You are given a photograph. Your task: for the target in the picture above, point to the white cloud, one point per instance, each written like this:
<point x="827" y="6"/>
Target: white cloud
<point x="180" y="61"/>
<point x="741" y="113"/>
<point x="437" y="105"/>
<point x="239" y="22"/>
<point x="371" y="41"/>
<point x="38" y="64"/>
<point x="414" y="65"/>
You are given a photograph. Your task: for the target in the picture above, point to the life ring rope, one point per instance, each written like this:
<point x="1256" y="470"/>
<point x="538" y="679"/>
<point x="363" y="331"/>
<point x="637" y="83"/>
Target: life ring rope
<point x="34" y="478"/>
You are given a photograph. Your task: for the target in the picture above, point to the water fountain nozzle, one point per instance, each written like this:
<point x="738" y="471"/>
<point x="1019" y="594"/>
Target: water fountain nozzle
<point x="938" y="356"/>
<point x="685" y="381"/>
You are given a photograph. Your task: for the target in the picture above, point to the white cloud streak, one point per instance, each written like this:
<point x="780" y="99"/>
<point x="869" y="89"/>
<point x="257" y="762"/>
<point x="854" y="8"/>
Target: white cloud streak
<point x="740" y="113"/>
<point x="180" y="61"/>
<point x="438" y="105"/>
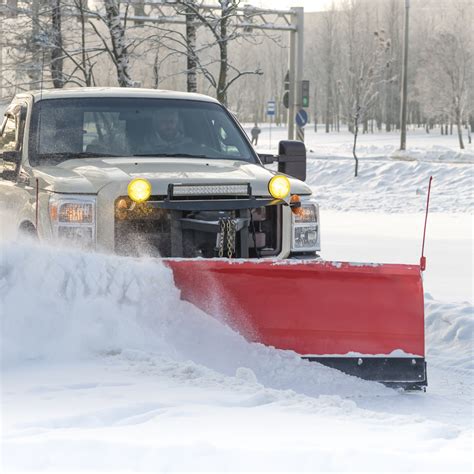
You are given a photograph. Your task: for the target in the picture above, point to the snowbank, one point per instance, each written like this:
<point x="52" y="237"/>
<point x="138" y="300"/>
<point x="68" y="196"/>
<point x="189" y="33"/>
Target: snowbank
<point x="390" y="186"/>
<point x="450" y="334"/>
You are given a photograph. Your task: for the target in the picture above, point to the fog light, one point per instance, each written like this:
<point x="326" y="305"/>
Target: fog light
<point x="139" y="189"/>
<point x="279" y="187"/>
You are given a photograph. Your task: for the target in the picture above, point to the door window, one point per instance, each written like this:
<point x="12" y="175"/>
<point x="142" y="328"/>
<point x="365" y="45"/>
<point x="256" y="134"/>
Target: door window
<point x="9" y="135"/>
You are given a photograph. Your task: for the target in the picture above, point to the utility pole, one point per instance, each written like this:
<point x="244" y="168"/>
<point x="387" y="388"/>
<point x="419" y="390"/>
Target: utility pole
<point x="403" y="114"/>
<point x="299" y="67"/>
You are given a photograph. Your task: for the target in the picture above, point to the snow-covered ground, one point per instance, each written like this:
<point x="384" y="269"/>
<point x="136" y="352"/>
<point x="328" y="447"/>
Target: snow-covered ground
<point x="105" y="369"/>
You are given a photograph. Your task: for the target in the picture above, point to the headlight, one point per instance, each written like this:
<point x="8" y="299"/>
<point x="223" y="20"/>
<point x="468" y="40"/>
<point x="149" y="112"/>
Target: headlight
<point x="305" y="229"/>
<point x="139" y="190"/>
<point x="279" y="187"/>
<point x="73" y="219"/>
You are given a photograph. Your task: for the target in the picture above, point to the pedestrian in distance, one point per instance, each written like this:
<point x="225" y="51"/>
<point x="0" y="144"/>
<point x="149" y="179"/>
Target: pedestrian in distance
<point x="255" y="132"/>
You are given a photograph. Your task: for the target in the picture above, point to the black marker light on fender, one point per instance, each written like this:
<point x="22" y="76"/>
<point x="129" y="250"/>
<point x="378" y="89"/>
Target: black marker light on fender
<point x="139" y="190"/>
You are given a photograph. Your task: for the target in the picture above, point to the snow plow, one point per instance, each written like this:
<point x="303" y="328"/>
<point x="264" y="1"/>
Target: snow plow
<point x="173" y="175"/>
<point x="363" y="319"/>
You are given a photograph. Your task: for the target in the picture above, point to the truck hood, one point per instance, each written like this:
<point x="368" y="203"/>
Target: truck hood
<point x="90" y="175"/>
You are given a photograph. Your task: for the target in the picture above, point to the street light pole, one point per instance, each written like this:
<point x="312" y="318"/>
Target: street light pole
<point x="403" y="113"/>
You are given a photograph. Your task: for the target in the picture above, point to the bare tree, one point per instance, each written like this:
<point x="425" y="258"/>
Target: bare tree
<point x="368" y="76"/>
<point x="118" y="47"/>
<point x="445" y="80"/>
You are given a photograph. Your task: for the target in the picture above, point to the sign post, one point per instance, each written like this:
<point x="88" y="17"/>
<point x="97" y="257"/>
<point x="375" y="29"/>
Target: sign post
<point x="301" y="120"/>
<point x="271" y="107"/>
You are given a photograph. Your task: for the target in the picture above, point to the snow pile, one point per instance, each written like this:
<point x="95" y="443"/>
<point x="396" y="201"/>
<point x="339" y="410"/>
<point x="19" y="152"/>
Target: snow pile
<point x="59" y="305"/>
<point x="390" y="186"/>
<point x="450" y="333"/>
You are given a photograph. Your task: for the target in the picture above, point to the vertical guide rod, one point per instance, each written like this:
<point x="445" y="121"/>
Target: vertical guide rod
<point x="423" y="258"/>
<point x="291" y="94"/>
<point x="403" y="112"/>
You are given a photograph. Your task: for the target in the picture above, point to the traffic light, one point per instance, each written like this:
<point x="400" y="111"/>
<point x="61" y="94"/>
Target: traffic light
<point x="305" y="93"/>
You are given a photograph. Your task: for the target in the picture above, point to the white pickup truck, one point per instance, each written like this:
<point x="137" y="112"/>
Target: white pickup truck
<point x="133" y="170"/>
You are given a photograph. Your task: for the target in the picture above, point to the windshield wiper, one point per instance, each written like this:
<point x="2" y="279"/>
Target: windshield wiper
<point x="70" y="155"/>
<point x="172" y="155"/>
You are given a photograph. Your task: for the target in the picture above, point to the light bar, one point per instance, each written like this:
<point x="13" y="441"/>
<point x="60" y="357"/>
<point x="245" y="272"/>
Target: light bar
<point x="211" y="190"/>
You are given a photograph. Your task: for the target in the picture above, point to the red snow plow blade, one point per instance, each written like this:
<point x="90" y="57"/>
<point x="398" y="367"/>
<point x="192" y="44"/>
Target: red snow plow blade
<point x="325" y="311"/>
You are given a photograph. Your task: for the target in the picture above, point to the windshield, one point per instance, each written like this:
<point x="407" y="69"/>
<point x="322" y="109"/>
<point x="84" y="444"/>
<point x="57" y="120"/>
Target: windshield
<point x="73" y="128"/>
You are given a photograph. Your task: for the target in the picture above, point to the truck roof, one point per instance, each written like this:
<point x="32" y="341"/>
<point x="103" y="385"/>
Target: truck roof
<point x="78" y="92"/>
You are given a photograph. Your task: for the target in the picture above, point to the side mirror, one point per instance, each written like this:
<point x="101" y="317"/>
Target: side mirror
<point x="11" y="164"/>
<point x="291" y="158"/>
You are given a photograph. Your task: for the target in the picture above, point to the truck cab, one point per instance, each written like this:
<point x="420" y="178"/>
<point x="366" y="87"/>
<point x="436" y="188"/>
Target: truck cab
<point x="162" y="173"/>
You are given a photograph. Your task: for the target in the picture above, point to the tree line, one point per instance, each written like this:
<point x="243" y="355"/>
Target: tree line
<point x="353" y="55"/>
--- --- ---
Nothing outside the span should appear: transcribe the lines from the one containing "truck roof, one" through the last line of the records.

§ **SOLUTION TO THE EXERCISE**
You are given a photograph. Your task: for the target in the picture above, point to the truck roof, one point per instance, each written like this:
<point x="32" y="341"/>
<point x="103" y="385"/>
Target: truck roof
<point x="78" y="92"/>
You are given a photograph. Your task: for the target in the picture above, point to the side mirror, one point per instance, each written like this:
<point x="101" y="317"/>
Target: side mirror
<point x="11" y="164"/>
<point x="291" y="158"/>
You are given a photograph. Your task: for the target in the picture above, point to the truck cab, one point per instance, each written like this:
<point x="420" y="178"/>
<point x="366" y="87"/>
<point x="436" y="188"/>
Target: truck cab
<point x="162" y="173"/>
You are given a photograph. Your task: for the target in the picture above, point to the tree line, one point per instance, each written like this:
<point x="243" y="355"/>
Target: tree line
<point x="353" y="55"/>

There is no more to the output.